### Task to complete
Reproduce the listing below word for word, omitting the picture.

### Recorded data
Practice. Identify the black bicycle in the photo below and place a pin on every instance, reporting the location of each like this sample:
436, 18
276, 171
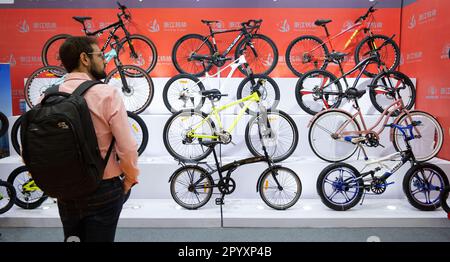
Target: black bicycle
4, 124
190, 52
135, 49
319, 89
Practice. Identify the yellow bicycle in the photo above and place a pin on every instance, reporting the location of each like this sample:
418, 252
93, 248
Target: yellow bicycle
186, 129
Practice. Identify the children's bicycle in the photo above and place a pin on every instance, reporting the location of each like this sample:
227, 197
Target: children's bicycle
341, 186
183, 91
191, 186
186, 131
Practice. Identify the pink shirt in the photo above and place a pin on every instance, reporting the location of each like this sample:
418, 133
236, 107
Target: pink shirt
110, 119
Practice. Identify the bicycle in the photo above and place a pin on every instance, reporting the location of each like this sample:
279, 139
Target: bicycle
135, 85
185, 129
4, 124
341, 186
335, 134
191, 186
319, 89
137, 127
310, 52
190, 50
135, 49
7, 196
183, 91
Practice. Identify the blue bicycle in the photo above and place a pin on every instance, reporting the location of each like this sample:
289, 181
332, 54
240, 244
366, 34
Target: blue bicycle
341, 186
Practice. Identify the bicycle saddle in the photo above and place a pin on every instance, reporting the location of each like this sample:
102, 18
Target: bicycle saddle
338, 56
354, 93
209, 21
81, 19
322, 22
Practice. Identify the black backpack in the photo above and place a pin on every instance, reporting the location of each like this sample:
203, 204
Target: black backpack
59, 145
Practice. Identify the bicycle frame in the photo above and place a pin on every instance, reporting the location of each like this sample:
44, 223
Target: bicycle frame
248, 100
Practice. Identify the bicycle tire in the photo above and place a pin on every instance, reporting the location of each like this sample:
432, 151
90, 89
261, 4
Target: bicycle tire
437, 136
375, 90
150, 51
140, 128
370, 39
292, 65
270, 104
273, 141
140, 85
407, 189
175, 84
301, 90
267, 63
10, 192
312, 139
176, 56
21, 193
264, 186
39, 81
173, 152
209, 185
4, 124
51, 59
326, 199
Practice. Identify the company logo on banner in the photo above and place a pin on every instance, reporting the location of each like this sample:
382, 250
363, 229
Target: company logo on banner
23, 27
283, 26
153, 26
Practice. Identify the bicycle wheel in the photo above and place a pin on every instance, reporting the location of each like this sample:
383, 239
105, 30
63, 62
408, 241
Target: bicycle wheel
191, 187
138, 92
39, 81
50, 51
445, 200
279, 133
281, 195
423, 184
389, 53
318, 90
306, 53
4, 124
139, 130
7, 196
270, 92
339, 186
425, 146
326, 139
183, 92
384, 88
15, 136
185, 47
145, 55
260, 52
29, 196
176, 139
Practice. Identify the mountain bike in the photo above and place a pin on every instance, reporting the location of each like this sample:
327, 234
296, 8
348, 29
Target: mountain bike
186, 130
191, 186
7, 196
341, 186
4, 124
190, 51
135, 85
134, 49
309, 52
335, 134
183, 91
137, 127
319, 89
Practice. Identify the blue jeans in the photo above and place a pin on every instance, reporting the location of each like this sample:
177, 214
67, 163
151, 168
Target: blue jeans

### Response below
Practice. Identify the black bicycle in the photo below and place a pin on every instance, reporting the location of each like this sample:
436, 18
276, 171
Target: black bicycle
4, 124
190, 52
135, 49
319, 89
Practice. Identify the yellow bicycle in the photo above and place a pin on every instance, reporting the location of each like this sample:
418, 252
93, 248
Target: yellow bicycle
186, 129
Practice. Identify the children's bicycle in the photo above and place a pin on every instance, reporting the location of each like this sample:
227, 197
Target: children's bicycle
341, 186
183, 91
191, 186
186, 131
Practice. Identify the pink shirt in the photo above and place a pin on every instance, reporting the location of each like this sample:
418, 133
236, 107
Target: pink shirt
110, 119
Practice. Identify the bicycle in the photo above and place a pin on every instance, reporting the location of each like this sample:
279, 139
Target: bicycle
135, 85
185, 129
4, 124
341, 186
335, 134
191, 186
319, 89
137, 127
310, 52
190, 50
135, 49
7, 196
183, 91
Practice. Identify the blue bicycle in the photo above and place a pin on every instance, reporting the location of each like this sample:
289, 181
332, 54
240, 244
366, 34
Target: blue bicycle
341, 186
Practice. Identify the bicycle saddle in the photo above and place a pin on every instance, reporting the location of each like this sample:
102, 18
Target: bicycle saddle
338, 56
354, 93
209, 21
81, 19
322, 22
Practice. Identify the black backpack in the photo above and place a pin on every instance, reporting the location of each like this sample:
203, 204
Target: black backpack
59, 145
Practice. Identify the bicycle frame in the photo above and place a pin on every instance, reporting the location of each like this sample:
44, 223
Target: bicycle frame
248, 100
Practice. Identify the bicycle tire in the photo above and place a pin on every instance, reporting the location of each like this sample:
432, 151
90, 89
261, 4
Target: bicycle tire
437, 136
375, 90
150, 51
140, 128
370, 39
292, 65
270, 104
273, 141
140, 85
407, 189
175, 84
301, 90
267, 63
10, 192
312, 139
176, 56
21, 193
264, 186
39, 81
173, 152
209, 185
4, 124
51, 59
326, 199
Practice. Identify the company logo on banner in the photo above and place a pin on every instance, reporting the location of each like this sample:
382, 250
363, 229
Target: company logo on banner
23, 27
283, 26
153, 26
Practice. Identify the bicycle wheel in the photo above and place a pin on every instance, reporting the location of each like this sample:
383, 239
105, 30
63, 62
408, 241
Target: bicycle wheel
191, 187
138, 92
39, 81
50, 51
445, 200
279, 133
281, 195
423, 184
389, 53
318, 90
306, 53
4, 124
139, 130
7, 196
270, 92
339, 186
425, 146
326, 139
183, 92
384, 88
15, 136
185, 47
145, 55
260, 52
29, 196
176, 139
Practice. Identify the mountain bike in the photo above and place a pin on every instance, reporting the location of each like this sample:
327, 234
296, 8
348, 29
Target: mountain bike
186, 130
191, 186
7, 196
341, 186
4, 124
190, 51
135, 85
134, 49
309, 52
335, 134
183, 91
137, 127
319, 89
Practice. Identify the blue jeans in the photo above and place a pin on every instance, reporting the location of each like this sample:
177, 214
67, 163
151, 168
Target: blue jeans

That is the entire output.